▸ **The request**: Copy every line of the data below without changing anything, but leave out the pictures.

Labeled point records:

==============================

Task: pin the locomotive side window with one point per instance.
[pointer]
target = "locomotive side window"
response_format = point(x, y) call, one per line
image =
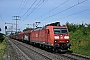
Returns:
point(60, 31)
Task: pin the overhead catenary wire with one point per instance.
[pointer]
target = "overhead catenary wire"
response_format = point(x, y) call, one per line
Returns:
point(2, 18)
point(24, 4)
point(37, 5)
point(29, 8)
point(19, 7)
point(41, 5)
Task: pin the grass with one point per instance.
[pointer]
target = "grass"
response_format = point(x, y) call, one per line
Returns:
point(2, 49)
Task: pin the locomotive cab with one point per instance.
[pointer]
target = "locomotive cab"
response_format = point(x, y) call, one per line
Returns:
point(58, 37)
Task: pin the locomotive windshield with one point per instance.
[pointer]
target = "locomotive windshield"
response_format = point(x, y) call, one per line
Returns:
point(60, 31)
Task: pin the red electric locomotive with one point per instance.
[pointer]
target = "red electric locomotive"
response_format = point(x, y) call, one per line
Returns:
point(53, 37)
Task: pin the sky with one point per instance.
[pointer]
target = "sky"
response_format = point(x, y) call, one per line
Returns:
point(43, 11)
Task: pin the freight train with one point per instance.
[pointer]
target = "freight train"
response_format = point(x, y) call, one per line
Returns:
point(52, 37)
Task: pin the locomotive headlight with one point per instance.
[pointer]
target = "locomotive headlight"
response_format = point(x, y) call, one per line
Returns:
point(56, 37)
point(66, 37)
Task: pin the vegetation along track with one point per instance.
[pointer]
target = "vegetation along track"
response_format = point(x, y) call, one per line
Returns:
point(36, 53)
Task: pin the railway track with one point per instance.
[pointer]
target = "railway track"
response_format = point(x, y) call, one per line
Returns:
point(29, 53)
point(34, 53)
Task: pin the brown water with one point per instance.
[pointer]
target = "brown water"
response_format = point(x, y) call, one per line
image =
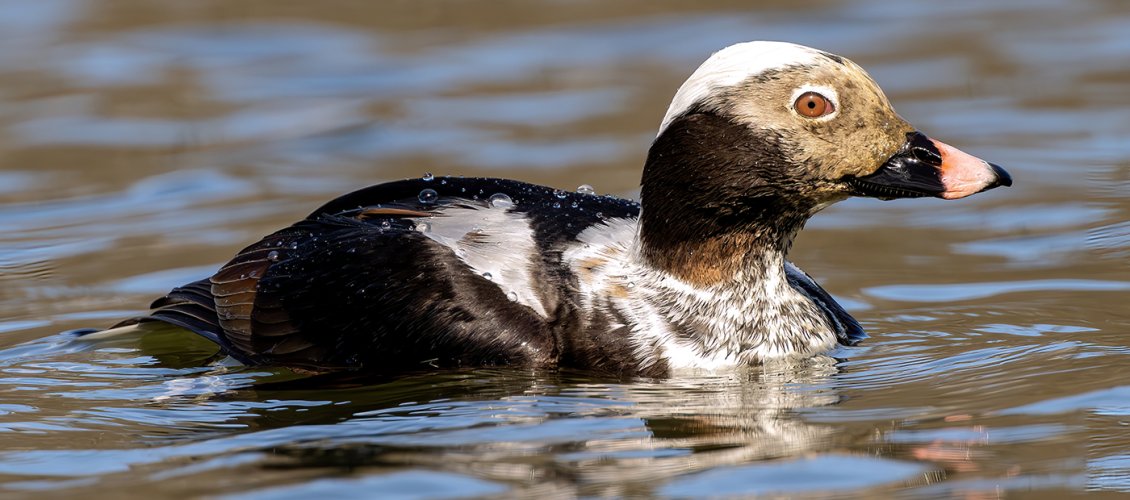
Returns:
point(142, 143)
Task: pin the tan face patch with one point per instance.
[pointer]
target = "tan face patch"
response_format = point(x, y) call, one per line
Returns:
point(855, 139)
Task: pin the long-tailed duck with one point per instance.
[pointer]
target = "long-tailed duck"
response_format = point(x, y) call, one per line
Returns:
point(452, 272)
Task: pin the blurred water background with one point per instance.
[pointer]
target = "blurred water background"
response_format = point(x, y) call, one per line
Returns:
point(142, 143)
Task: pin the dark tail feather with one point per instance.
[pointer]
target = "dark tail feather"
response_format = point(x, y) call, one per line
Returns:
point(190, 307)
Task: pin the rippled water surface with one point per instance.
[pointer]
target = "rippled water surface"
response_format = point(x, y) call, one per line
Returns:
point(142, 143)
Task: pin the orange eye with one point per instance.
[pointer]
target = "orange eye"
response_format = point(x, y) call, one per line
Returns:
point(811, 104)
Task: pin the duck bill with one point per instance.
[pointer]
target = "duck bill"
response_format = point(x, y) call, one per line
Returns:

==============================

▸ **Written solution**:
Task: pin the locomotive side window with one point per instance.
[pointer]
target = "locomotive side window"
response_format = point(x, y) call, one per line
image =
Returns:
point(60, 31)
Task: pin the overhead catenary wire with one point per instance.
[pointer]
target = "overhead catenary wire"
response_format = point(x, y) call, one per line
Returns:
point(2, 18)
point(24, 4)
point(37, 5)
point(29, 8)
point(19, 7)
point(41, 5)
Task: pin the grass with one point per instance.
[pointer]
target = "grass"
response_format = point(x, y) call, one per line
Returns:
point(2, 49)
Task: pin the locomotive cab with one point per instance.
[pointer]
target = "locomotive cab"
response_format = point(x, y) call, one per line
Returns:
point(58, 37)
Task: pin the locomotive windshield with one point per instance.
[pointer]
target = "locomotive windshield"
response_format = point(x, y) call, one per line
Returns:
point(60, 31)
Task: pin the red electric locomotive with one point per instance.
[pointer]
target = "red electric locomotive"
response_format = point(x, y) call, one per line
Returns:
point(53, 37)
Task: pin the sky with one point per instance.
[pointer]
target = "sky"
response_format = point(x, y) call, one per line
Returns:
point(43, 11)
Task: pin the freight train with one point per instance.
[pointer]
target = "freight train"
response_format = point(x, y) call, one per line
Returns:
point(52, 37)
Task: pin the locomotive headlight with one point per instance.
[pointer]
target = "locomotive headlight"
response_format = point(x, y) call, one per line
Returns:
point(56, 37)
point(66, 37)
Task: pin the vegetation along track with one point per instance.
[pointer]
target = "vegetation along track"
response_format = point(x, y) call, one per line
Returns:
point(36, 53)
Task: pin the railway track with one point per instance.
[pointer]
target = "railway track"
response_format = point(x, y) call, one per line
Returns:
point(29, 53)
point(34, 53)
Task: pin the brown water with one point per instance.
[pointer]
target = "brown water"
response_format = point(x, y) call, one per line
image =
Returns:
point(142, 143)
Task: pin the tan face patch with one point per instance.
[pointer]
target = "tan face patch"
response_format = point(x, y) call, one per line
Returns:
point(855, 139)
Task: pin the long-tailed duck with one point per instance.
[pointer]
target = "long-tailed duck"
response_format = point(x, y) call, one per line
Returns:
point(452, 272)
Task: pin the blurred water background with one point per instance.
[pointer]
target = "blurred water background"
response_format = point(x, y) call, one per line
Returns:
point(142, 143)
Task: pin the dark tail feather with one point per instance.
[pointer]
target = "dark tail feather"
response_format = point(x, y) call, one per line
Returns:
point(190, 307)
Task: pin the rippled water surface with one point per instance.
[pointer]
target = "rippled water surface"
response_format = point(x, y) call, one per line
Returns:
point(142, 143)
Task: pin the orange eye with one point per instance.
[pointer]
target = "orange eye"
response_format = point(x, y) call, one per line
Returns:
point(811, 104)
Task: pin the duck bill with one point per instance.
[pointer]
target = "duck bill"
response_format = point(x, y) call, one per line
Returns:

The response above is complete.